**Assignment**
Each line in the data holding "lamp" should be listed.

**Available data**

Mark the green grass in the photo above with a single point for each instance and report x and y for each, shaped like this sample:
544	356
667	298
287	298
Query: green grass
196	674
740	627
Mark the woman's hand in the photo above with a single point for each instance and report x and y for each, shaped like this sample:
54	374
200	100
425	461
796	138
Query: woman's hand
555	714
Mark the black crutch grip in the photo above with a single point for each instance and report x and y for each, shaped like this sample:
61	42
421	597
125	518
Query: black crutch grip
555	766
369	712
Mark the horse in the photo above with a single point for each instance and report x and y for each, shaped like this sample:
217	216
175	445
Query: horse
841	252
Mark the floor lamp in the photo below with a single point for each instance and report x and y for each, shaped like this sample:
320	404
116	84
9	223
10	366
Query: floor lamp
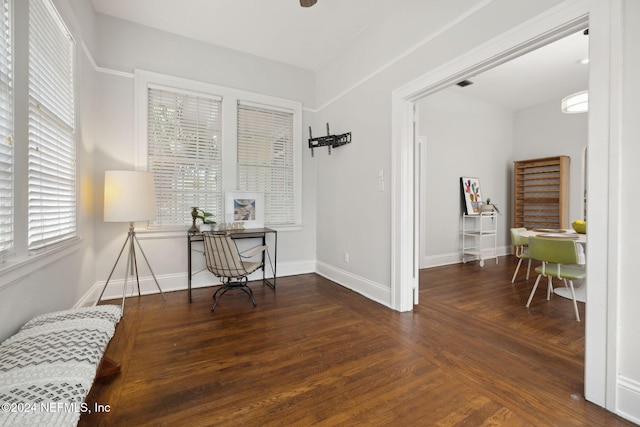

**Answer for this exercise**
Mark the floor lamp in the photo below with a single point for each instance and report x and y for each, shaped like this sample:
Query: floor lamp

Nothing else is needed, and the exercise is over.